** Start of Recorded information **

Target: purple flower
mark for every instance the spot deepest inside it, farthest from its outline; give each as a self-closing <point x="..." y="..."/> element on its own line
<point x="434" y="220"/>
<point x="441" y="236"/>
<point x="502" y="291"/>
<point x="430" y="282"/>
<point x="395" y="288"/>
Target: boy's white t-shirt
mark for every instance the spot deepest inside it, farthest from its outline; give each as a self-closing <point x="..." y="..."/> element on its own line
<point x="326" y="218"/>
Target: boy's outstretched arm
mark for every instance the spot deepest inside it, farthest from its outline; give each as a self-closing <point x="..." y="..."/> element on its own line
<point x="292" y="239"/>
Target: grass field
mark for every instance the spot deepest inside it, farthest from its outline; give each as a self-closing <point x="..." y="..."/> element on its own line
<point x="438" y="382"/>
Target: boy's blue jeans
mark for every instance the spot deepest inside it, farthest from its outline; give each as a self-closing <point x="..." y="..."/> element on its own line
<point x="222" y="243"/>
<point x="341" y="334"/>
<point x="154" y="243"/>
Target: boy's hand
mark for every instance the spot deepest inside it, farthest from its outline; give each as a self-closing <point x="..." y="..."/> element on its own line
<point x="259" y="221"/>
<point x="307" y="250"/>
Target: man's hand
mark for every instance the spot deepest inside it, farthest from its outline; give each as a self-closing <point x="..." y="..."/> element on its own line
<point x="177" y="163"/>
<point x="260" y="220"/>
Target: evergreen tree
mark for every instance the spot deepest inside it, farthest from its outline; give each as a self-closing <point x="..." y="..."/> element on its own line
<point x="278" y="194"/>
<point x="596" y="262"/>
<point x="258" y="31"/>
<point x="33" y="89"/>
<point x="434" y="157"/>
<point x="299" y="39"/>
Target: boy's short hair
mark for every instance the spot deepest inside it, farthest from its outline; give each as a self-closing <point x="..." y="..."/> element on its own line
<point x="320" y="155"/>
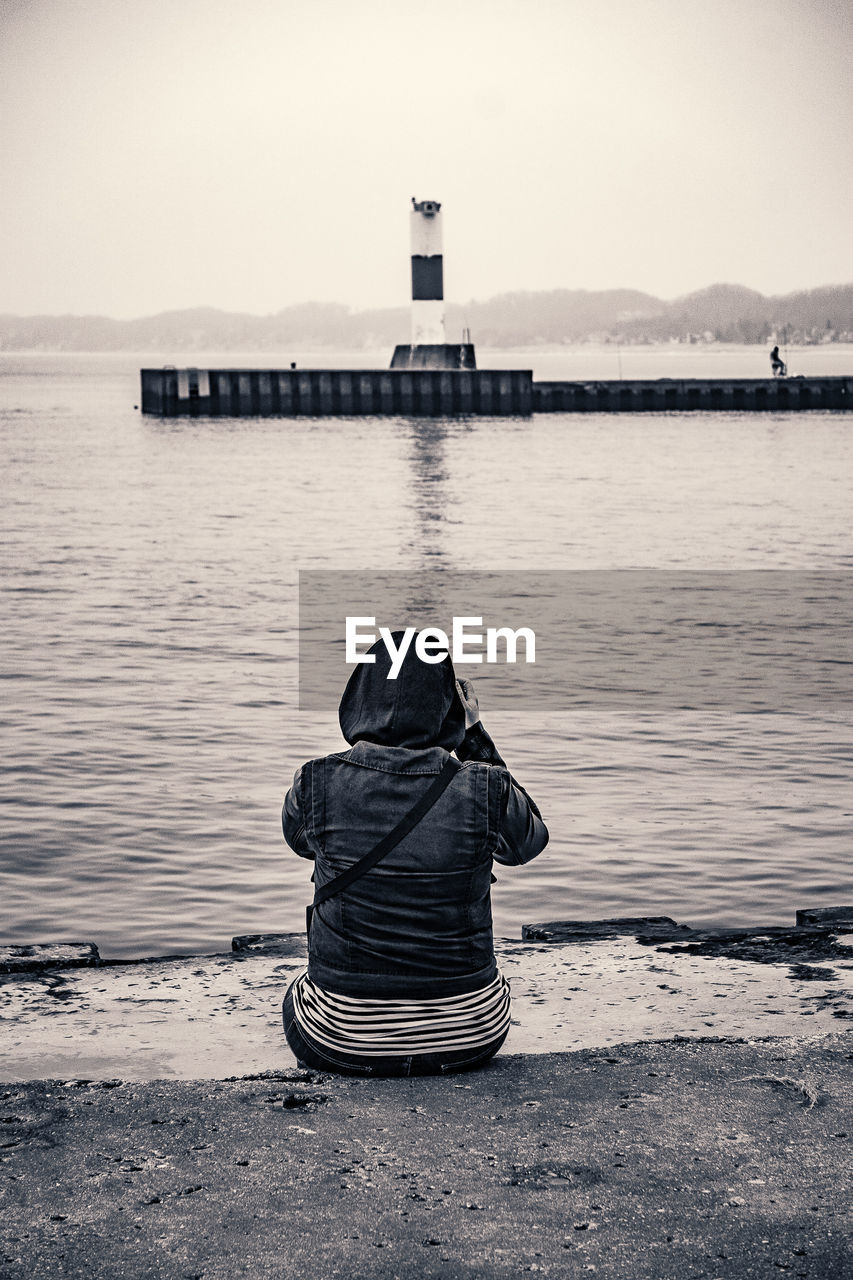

** End of Recorded information **

## Exercise prompt
Reproduce all of the items above word for word, omitting the pictures.

## Full answer
Target: purple flower
mark for every instance the spot deepest inside it, farthest from its outline; give each as a self-closing <point x="..." y="..."/> element on its own line
<point x="434" y="220"/>
<point x="441" y="236"/>
<point x="502" y="291"/>
<point x="430" y="282"/>
<point x="395" y="288"/>
Target: boy's white t-shirt
mark for every instance the spot deepest inside it, farthest from its outline; give each as a self-closing <point x="..." y="..."/> element on its own line
<point x="326" y="218"/>
Target: boy's outstretched arm
mark for every instance the spot deepest inside it, farthest from its outline; give each as a self-closing <point x="..." y="..."/> element on its own line
<point x="292" y="239"/>
Target: grass field
mark for every instance the spot deepest inside it, farthest from its outline; give each as a self-closing <point x="..." y="..."/> element on its own line
<point x="438" y="382"/>
Target: boy's blue jeans
mark for every instance the spot deepest inside it, farthest from its outline; give each as a self-closing <point x="..." y="..."/> element on its own line
<point x="222" y="243"/>
<point x="341" y="334"/>
<point x="154" y="243"/>
Target: boy's hand
mark for every instance the spot deepest inside it, farthest from its outline; give each as a self-closing <point x="..." y="..."/> element on its own line
<point x="259" y="221"/>
<point x="307" y="250"/>
Target: man's hand
mark for every instance the spot deepest inside it, farthest from its outline; give each as a self-closing <point x="..." y="..."/> element on its own line
<point x="177" y="163"/>
<point x="260" y="220"/>
Target: evergreen tree
mark for every instance the spot deepest inside it, farthest from its outline; give each as a self-closing <point x="..." y="..."/> element on its own line
<point x="278" y="194"/>
<point x="596" y="262"/>
<point x="258" y="31"/>
<point x="33" y="89"/>
<point x="434" y="157"/>
<point x="299" y="39"/>
Target: boy's short hair
mark for every instance the spot deepest inside it, farthest from its outline; give each as a self-closing <point x="..." y="..."/> element on its own line
<point x="320" y="155"/>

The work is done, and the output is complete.